Source data:
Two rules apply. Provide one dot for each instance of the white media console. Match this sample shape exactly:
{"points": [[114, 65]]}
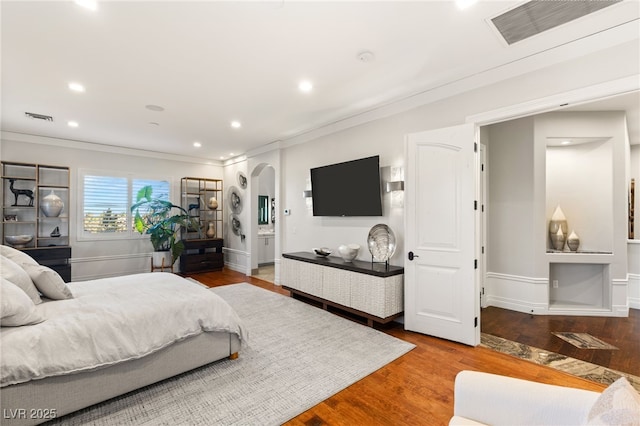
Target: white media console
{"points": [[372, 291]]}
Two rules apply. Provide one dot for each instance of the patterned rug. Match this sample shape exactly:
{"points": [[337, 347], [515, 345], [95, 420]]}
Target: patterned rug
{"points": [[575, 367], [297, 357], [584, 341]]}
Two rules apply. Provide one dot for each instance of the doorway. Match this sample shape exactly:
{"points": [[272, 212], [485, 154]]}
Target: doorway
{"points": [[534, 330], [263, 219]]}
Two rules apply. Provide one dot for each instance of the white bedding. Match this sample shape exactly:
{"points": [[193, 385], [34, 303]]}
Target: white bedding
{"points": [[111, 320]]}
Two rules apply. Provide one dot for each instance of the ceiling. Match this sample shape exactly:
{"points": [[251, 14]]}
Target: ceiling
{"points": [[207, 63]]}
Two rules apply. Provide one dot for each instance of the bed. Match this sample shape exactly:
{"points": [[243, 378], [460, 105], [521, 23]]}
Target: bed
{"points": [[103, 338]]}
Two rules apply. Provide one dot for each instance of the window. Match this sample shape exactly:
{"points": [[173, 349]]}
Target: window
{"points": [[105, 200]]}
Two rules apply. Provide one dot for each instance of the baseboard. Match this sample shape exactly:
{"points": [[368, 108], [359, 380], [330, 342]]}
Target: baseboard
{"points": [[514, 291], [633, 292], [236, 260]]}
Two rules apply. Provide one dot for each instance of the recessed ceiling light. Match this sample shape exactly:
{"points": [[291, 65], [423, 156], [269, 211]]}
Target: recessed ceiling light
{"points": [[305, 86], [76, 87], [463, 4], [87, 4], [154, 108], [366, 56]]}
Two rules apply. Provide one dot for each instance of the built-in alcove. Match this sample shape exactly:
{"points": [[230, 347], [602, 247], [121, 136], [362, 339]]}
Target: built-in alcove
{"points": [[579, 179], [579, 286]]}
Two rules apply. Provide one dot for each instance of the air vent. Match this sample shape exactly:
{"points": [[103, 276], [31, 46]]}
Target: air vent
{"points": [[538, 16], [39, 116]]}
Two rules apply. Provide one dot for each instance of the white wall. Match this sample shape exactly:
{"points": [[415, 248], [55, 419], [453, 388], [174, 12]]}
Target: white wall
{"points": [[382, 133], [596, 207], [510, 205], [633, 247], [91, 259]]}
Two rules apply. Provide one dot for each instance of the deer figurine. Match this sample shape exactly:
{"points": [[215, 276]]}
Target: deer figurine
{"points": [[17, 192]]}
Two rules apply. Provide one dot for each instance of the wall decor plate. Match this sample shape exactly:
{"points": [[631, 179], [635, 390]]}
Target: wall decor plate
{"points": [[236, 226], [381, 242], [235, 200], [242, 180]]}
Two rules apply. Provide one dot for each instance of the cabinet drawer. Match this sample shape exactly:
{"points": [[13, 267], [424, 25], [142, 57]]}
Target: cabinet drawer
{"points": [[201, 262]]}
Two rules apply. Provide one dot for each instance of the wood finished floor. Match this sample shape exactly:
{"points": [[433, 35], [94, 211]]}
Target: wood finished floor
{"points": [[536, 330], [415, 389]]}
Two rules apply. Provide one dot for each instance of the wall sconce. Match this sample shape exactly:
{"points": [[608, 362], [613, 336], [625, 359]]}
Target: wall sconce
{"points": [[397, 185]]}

* * *

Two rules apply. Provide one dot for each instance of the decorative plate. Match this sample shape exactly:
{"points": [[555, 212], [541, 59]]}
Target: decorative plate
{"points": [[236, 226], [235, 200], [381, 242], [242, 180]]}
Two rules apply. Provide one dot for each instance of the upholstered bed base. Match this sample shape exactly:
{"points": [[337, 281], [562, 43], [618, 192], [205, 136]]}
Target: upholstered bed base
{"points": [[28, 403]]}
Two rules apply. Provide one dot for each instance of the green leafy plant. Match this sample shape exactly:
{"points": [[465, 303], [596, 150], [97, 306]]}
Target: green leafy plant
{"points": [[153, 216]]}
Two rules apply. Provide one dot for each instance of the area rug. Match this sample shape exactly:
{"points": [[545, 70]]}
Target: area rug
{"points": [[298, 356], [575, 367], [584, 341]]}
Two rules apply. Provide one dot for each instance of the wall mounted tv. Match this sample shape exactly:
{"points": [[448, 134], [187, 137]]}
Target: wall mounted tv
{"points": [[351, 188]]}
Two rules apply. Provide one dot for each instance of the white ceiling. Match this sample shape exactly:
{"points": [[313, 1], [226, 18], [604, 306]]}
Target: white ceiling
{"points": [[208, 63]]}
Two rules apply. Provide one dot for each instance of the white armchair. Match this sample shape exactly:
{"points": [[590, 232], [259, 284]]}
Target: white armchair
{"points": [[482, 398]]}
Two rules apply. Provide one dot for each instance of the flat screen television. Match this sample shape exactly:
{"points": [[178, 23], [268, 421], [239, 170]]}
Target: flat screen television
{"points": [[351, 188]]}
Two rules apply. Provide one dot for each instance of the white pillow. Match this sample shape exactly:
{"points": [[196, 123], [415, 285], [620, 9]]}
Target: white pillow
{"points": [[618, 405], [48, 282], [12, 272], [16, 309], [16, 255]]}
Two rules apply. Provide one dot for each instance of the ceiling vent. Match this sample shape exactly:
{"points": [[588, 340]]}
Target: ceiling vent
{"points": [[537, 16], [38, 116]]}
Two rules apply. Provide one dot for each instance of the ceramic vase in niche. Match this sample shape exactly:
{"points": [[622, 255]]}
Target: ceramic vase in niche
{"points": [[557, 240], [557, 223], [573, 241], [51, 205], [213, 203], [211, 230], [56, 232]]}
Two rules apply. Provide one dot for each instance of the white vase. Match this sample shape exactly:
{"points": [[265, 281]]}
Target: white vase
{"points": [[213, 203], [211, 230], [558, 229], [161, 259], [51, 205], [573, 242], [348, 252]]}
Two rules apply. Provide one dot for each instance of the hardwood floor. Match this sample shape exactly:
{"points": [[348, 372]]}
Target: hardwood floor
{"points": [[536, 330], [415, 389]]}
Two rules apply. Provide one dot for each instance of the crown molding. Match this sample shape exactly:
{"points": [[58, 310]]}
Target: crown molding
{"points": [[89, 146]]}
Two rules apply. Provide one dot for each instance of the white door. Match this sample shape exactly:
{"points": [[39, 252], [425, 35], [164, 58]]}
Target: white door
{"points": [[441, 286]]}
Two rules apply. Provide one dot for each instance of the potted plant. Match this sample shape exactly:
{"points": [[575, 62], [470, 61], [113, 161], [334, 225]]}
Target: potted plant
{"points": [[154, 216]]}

Given instruction: How many lines in the rows above contain the string "drawer"? Case counts, and the reply should be the number alone.

Expected answer: 2